__REQUIRED TASK__. Update the lines below so that every "Target" becomes "Label", with nothing else changed. Omit the pictures from the result.

-- BEGIN INFORMATION SUPPLIED --

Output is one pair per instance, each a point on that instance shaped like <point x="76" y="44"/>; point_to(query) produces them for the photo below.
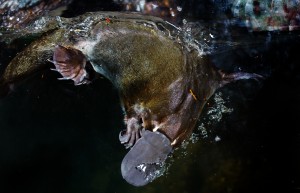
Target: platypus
<point x="163" y="83"/>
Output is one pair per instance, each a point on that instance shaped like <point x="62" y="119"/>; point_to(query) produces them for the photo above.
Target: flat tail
<point x="232" y="77"/>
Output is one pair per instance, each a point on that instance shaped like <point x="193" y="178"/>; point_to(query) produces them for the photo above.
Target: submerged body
<point x="163" y="85"/>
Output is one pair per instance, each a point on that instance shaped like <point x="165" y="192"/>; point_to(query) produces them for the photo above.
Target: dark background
<point x="55" y="137"/>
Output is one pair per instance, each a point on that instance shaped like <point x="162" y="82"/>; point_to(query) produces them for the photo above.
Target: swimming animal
<point x="162" y="81"/>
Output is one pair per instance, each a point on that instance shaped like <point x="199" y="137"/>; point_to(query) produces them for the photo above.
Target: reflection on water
<point x="55" y="137"/>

-- END INFORMATION SUPPLIED --

__ANSWER TO THIS EXERCISE__.
Output is one pair per instance, each a point on that instance shaped like <point x="76" y="44"/>; point_to(query) produces them for the photo below.
Label: platypus
<point x="163" y="83"/>
Output is one pair per instance, each a point on that instance shaped like <point x="62" y="119"/>; point_to(query) produces them for the photo above.
Label: flat tail
<point x="232" y="77"/>
Output is one pair per instance, each a point on that instance shaped like <point x="193" y="178"/>; point_to(query) produces them for the photo above.
Label: submerged body
<point x="163" y="85"/>
Output is one pair per instance, each a point on that instance shaped like <point x="165" y="192"/>; point_to(query) produces them for the photo above.
Label: dark background
<point x="55" y="137"/>
Output is one pair per instance, each a point on that instance shaped like <point x="162" y="82"/>; point_to(query) produces them for the photo above.
Label: swimming animal
<point x="162" y="81"/>
Output is one pair per instance, each a point on that instance shaped like <point x="199" y="137"/>; point_to(query) produces them for the photo above.
Label: reflection on water
<point x="55" y="137"/>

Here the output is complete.